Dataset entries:
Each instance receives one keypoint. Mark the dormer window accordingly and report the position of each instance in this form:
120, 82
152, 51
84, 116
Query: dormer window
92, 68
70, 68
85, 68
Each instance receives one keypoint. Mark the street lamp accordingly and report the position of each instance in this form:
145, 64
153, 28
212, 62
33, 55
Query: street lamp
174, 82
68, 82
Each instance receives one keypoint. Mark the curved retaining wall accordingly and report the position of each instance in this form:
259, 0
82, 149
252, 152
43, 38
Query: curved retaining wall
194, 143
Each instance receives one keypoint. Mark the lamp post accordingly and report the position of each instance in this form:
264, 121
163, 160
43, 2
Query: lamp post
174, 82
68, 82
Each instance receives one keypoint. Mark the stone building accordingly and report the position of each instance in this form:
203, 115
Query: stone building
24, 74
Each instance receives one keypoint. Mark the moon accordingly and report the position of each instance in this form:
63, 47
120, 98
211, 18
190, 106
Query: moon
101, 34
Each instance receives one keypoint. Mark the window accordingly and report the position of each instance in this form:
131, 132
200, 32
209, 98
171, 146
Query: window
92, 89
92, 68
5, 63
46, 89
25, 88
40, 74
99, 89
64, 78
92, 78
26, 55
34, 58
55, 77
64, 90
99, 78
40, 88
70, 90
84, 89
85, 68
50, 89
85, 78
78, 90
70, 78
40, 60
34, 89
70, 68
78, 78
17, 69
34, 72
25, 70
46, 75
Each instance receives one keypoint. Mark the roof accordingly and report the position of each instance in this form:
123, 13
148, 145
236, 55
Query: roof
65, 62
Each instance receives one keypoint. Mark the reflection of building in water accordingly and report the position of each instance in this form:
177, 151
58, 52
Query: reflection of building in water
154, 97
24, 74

• Exercise objective
May I have all of the records repeated exactly?

• Response to this task
Each instance receives one keypoint. Mark the dormer window accordingly and report the position of each instance in this form:
120, 82
152, 51
84, 116
Query: dormer window
92, 68
70, 68
85, 68
Each instance receives one keypoint. Mark the street lamp accordingly and report the position of each instance in this form:
145, 64
153, 28
212, 62
33, 55
Query: street lamp
174, 82
68, 82
Each instance receives one keypoint. Mark the curved retaining wall accordingly and report the position of each instance in this form:
259, 0
82, 149
252, 152
43, 38
Query: curved retaining wall
194, 143
Each instance receives one keypoint. Mark the lamp post accordingly and report the position of each instance in this form:
264, 121
163, 160
43, 2
Query: lamp post
174, 82
68, 82
Each instance receives one keypoint. Mark the stone building accordingly and report the position of each instance in this form:
203, 115
Query: stone building
24, 74
Each instance receives one keypoint. Mark the moon accordingly and report the position of each instance in this form:
63, 47
120, 98
211, 18
190, 106
Query: moon
101, 34
Each instance receives one keypoint. Mark the window accordingly and report the position of each instance in this form:
131, 132
200, 32
209, 98
171, 146
Query: window
92, 89
92, 68
5, 63
46, 89
25, 88
40, 74
99, 89
64, 78
92, 78
26, 55
34, 58
55, 77
64, 90
99, 78
40, 88
70, 90
84, 89
85, 68
50, 89
85, 78
78, 90
70, 78
40, 60
34, 89
70, 68
78, 78
17, 69
34, 72
25, 70
46, 75
Each instance receives one keypoint. Mark the roof accordingly and report the position of each instance in this form:
123, 13
148, 145
236, 55
Query: roof
65, 62
Each instance receives one keypoint. Mark the reflection of building in water accordingly and report the position of each instance in this form:
177, 151
58, 52
Query: reflection of building in water
154, 97
24, 74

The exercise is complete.